> PROBLEM STATEMENT
Reproduce the material below verbatim, keeping every line as it stands.

══════

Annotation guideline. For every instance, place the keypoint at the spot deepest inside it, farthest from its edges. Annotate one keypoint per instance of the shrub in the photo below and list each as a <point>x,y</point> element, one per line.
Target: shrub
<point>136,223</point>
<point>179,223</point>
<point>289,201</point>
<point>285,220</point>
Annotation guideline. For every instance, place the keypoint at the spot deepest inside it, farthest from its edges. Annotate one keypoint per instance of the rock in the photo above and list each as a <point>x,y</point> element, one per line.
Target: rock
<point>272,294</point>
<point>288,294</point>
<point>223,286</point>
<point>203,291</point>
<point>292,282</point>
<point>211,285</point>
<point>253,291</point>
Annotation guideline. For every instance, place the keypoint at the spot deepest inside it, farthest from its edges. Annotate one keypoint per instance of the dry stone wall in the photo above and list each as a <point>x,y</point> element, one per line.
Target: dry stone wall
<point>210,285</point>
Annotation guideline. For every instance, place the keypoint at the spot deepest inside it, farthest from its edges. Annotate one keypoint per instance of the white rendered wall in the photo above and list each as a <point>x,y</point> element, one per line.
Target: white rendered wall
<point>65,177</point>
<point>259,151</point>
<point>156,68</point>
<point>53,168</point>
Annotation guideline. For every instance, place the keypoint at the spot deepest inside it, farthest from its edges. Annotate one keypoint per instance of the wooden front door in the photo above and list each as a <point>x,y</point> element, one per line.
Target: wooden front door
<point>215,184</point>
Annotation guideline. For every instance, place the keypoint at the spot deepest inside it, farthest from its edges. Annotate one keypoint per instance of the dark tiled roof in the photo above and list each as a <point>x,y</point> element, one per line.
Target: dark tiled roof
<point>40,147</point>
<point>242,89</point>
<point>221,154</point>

══════

> RESULT OF THE TASK
Annotation guideline. For every instance, place the keypoint at the spot deepest inside it, farthest from its edges. Annotate one keypoint per instance of the shrub in the photo below and list each as a <point>x,y</point> element, one per line.
Target: shrub
<point>136,223</point>
<point>179,223</point>
<point>289,201</point>
<point>285,220</point>
Annotation guideline. For every instance, place the keypoint at the spot deepest inside it, farthest from its edges. Annotate one keypoint per instance of the rock in the photo above and list each as a <point>x,y</point> element, one per line.
Target: rock
<point>272,294</point>
<point>288,294</point>
<point>223,286</point>
<point>203,291</point>
<point>292,282</point>
<point>211,285</point>
<point>253,291</point>
Annotation guideline. For every instance, place the keypoint at the spot deepest inside it, farthest from its edges. Annotate one keypoint per instance of the dry stone wall in the photo above and list each as a <point>x,y</point> element, one per line.
Target: dry stone wall
<point>210,285</point>
Annotation guideline. For every instance, place the keypoint at the spot deepest inside it, farthest from its edges. Annotate one keypoint per instance of the white rendered wall in the photo above and list each as a <point>x,y</point> element, one per line.
Target: white rendered wall
<point>65,177</point>
<point>259,151</point>
<point>156,68</point>
<point>53,168</point>
Annotation guideline. For every instance, place the keypoint at the spot deepest inside it, farthest from its edges. Annotate one keypoint per instance of the wooden front door in the photo above and list each as a <point>x,y</point> element, one per line.
Target: wooden front door
<point>215,184</point>
Annotation guideline. For every instance, place the keypoint at the spot deepest inside it, farthest from its edges. Annotate one keypoint per instance of the dark tiled roof in the photo above and list each as a <point>x,y</point> element, one per line.
Target: dark tiled roof
<point>40,147</point>
<point>242,89</point>
<point>221,154</point>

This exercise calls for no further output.